> WHAT IS NEEDED:
Quote the records below in full, exactly as given, with the images taken out.

--- DATASET RECORDS Enclosed Below ---

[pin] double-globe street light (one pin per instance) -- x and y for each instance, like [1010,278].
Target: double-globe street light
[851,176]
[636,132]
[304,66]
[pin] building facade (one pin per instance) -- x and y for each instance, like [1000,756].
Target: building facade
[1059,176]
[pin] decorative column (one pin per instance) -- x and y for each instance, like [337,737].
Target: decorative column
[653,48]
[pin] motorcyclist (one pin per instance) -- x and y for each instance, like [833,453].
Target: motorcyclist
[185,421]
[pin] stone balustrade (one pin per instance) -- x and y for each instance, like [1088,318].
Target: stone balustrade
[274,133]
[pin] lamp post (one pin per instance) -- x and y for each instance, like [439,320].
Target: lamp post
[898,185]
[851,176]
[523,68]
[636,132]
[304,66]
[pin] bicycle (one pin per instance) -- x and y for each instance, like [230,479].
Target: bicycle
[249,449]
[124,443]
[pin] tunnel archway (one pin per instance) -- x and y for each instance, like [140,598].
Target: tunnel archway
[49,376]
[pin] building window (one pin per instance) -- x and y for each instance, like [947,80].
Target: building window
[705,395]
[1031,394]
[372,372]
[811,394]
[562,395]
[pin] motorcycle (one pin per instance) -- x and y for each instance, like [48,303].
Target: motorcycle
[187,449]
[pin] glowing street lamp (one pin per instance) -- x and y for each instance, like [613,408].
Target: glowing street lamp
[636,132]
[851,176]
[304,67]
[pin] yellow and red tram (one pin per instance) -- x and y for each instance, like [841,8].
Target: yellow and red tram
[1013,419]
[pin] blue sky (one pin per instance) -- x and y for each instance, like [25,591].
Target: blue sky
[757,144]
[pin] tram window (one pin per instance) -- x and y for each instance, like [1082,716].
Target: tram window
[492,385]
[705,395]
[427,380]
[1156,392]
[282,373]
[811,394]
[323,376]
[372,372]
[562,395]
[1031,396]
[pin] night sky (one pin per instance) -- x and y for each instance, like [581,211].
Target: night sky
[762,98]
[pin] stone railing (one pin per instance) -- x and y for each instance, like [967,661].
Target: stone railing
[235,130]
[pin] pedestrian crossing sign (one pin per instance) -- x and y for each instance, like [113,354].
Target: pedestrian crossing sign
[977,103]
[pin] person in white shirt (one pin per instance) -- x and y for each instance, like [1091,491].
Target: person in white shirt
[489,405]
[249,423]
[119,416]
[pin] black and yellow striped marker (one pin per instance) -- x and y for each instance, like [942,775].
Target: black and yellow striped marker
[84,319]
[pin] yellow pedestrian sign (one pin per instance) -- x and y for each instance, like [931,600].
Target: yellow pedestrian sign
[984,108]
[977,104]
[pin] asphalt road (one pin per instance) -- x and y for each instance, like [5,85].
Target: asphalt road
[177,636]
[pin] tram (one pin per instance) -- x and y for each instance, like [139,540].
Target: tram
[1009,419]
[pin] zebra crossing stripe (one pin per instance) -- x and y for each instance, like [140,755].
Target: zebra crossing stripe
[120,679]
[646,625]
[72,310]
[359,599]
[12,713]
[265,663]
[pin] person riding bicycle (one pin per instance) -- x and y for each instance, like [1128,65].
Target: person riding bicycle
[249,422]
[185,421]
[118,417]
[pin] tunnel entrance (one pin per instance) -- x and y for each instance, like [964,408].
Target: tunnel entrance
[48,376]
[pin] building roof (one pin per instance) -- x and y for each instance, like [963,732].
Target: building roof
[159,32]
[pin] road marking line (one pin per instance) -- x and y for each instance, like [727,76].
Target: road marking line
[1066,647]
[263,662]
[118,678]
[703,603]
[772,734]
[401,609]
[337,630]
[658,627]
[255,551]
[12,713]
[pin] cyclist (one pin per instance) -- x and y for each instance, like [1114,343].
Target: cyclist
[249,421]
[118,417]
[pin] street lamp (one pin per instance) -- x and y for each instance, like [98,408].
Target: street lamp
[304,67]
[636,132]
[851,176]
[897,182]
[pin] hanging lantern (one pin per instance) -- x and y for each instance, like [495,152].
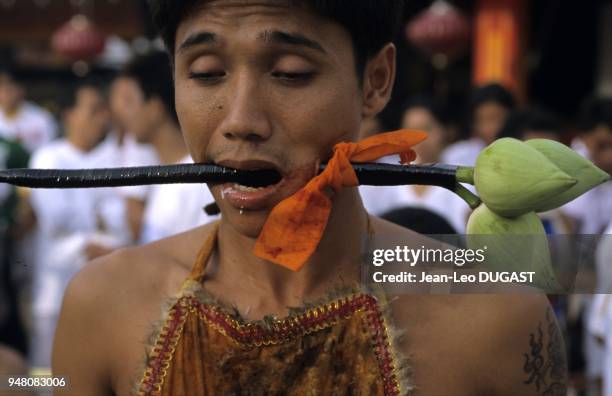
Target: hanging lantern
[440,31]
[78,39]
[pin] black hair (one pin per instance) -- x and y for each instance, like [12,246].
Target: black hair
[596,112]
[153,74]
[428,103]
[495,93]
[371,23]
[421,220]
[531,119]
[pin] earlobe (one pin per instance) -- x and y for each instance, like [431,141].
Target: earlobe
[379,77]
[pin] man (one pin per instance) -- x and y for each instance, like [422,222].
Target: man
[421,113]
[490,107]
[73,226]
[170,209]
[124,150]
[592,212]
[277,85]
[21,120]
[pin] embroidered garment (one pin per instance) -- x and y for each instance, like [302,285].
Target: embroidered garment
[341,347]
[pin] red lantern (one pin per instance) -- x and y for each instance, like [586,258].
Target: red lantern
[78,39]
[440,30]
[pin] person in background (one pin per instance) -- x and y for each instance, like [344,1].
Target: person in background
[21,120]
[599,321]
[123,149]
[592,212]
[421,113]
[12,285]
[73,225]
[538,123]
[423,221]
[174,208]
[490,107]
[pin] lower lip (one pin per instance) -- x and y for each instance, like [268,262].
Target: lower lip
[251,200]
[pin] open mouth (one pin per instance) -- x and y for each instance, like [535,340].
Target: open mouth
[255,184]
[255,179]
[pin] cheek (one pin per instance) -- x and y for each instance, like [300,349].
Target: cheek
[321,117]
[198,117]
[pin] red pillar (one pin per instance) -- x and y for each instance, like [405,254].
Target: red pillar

--- End of Enclosed DATASET RECORDS ---

> RESPONSE BELOW:
[pin] double-globe street light (one pin per instance) -- x and y for each instance, like [1010,278].
Target: double-globe street light
[851,176]
[636,132]
[304,66]
[pin] building facade (one pin per instance) -- x and y for each instance, like [1000,756].
Target: building facade
[1059,176]
[pin] decorative column (one pin per instance) -- x and y for each instance, like [337,737].
Target: decorative column
[653,48]
[pin] motorcyclist (one pin per instance) -- x and y for each instance, like [833,453].
Target: motorcyclist
[185,421]
[pin] stone balustrade (one pin per instance) -- x and y for each instance, like [1088,318].
Target: stone balustrade
[274,133]
[pin] lamp post (one pin per instance) -- x and y for each instance, like [439,320].
Target: lamp post
[898,185]
[851,176]
[523,68]
[636,132]
[304,66]
[pin] bicycle (one pin per instance) -- x and y for each instance, like [230,479].
Target: bicycle
[249,449]
[124,443]
[pin] tunnel archway (one pin per instance) -- x and y for each instance, like [140,598].
Target: tunnel archway
[49,376]
[pin] building window (one pin per instance) -- x and y for each instance, like [947,80].
Target: building window
[705,395]
[1031,394]
[372,372]
[811,394]
[562,395]
[pin] motorcycle (one pin per instance) -- x and y for each instance, like [48,303].
Target: motorcycle
[187,449]
[pin] glowing street lamp (one pin per instance) -- x and y for each instance, like [613,408].
Target: glowing street lamp
[636,132]
[851,176]
[304,67]
[pin] yellow and red tram (one pin per instance) -- x and y for each instance, like [841,8].
Target: yellow and red tram
[1013,419]
[pin] blue sky (one pin per instance) -- x and y for each instance, like [25,591].
Target: blue sky
[757,144]
[pin] tram window (one pin per instance) -- x and y for each instance, like [1082,716].
Target: tram window
[492,385]
[705,395]
[427,380]
[1156,392]
[282,373]
[811,394]
[323,376]
[372,372]
[562,395]
[1031,396]
[pin] night sky (one pin per instance) -- x and y for each instance, like [581,211].
Target: night sky
[762,98]
[pin] stone railing (one pin per instance) -- x and y for each instance, like [967,661].
Target: stone railing
[235,130]
[pin] pedestrian crossing sign (one pin per instance) -- x and y for each instance, like [113,354].
Target: pedestrian crossing sign
[977,103]
[pin] person in white shirt (one pin per instance) -- x and y for each instance, like [1091,491].
Target: person in white shirt
[489,405]
[249,423]
[119,416]
[pin] black and yellow striped marker (one pin per instance) -- x and y for each instance, like [942,775].
Target: black and yellow striped marker
[84,319]
[pin] yellow pedestrian sign (one pin per instance) -- x and y for each instance, like [931,600].
Target: yellow pedestrian sign
[984,108]
[977,104]
[pin] asphalt road (one pin per instance) -- x and y for each instance, like [5,85].
Target: asphalt road
[177,636]
[pin] tram (one pin per instance) -- x and y for each instance, like [139,540].
Target: tram
[1009,419]
[pin] zebra crossing stripe (one pin per instance) -- x and y for each instance, like [140,755].
Target: zebra crossing stripe
[120,679]
[646,625]
[72,310]
[359,599]
[12,713]
[265,663]
[pin] person riding bicycle (one pin per instance) -- x and y for each instance, like [1128,65].
Target: person riding bicycle
[249,422]
[185,421]
[118,417]
[pin] tunnel entrance (one pin per instance) -- x and y for each instance, like [964,408].
Target: tunnel entrance
[48,376]
[pin] building roof (one pin per instance) -- x and y for each instance, like [963,732].
Target: building roof
[159,32]
[pin] road marking line (one pin per instance) -- x and y for each instance, like [727,76].
Target: road marking line
[1066,647]
[263,662]
[118,678]
[703,603]
[772,734]
[401,609]
[337,630]
[658,627]
[255,551]
[12,713]
[pin] cyclist (one pin per instance) -- x and y for each instance, like [1114,343].
Target: cyclist
[249,421]
[118,417]
[pin] street lamp (one pin per instance) -- x and y for each instance, like [98,408].
Target: street lamp
[304,67]
[636,132]
[851,176]
[897,182]
[pin] hanging lantern (one pin per instance) -- x and y for each instance, like [495,152].
Target: hanging lantern
[440,31]
[78,39]
[pin] black hair (one pin per instance) -- x and y for each instance, like [12,246].
Target: black hair
[596,112]
[153,74]
[428,103]
[495,93]
[371,23]
[421,220]
[531,119]
[pin] earlobe (one pin per instance) -- x and y for each instance, like [431,141].
Target: earlobe
[379,77]
[pin] man (one pin per instance) -- x and y for each instance, like [422,222].
Target: man
[421,113]
[490,107]
[73,226]
[170,209]
[124,150]
[592,212]
[277,85]
[21,120]
[pin] embroidered garment (one pin per instance) -- x and y for each instance, like [302,285].
Target: embroidered garment
[341,347]
[pin] red lantern (one pin per instance) -- x and y for each instance, like [586,258].
Target: red lantern
[78,39]
[440,30]
[pin] person in background (one pin per instance) -- x and y for each instance, like [344,1].
Target: person in background
[21,120]
[599,321]
[123,149]
[592,212]
[421,113]
[12,285]
[73,225]
[538,123]
[423,221]
[174,208]
[490,107]
[pin] lower lip (one pin per instance) -- x and y for each instance, like [268,262].
Target: lower lip
[251,200]
[pin] open mouth (one pin per instance) -- x and y for each instance, like [535,340].
Target: open mouth
[255,184]
[255,179]
[pin] cheek (one pin per instance) -- x and y for each instance, like [300,349].
Target: cheek
[321,117]
[198,117]
[pin] red pillar (one pin per instance) -- x and y for each instance, like [405,254].
Target: red pillar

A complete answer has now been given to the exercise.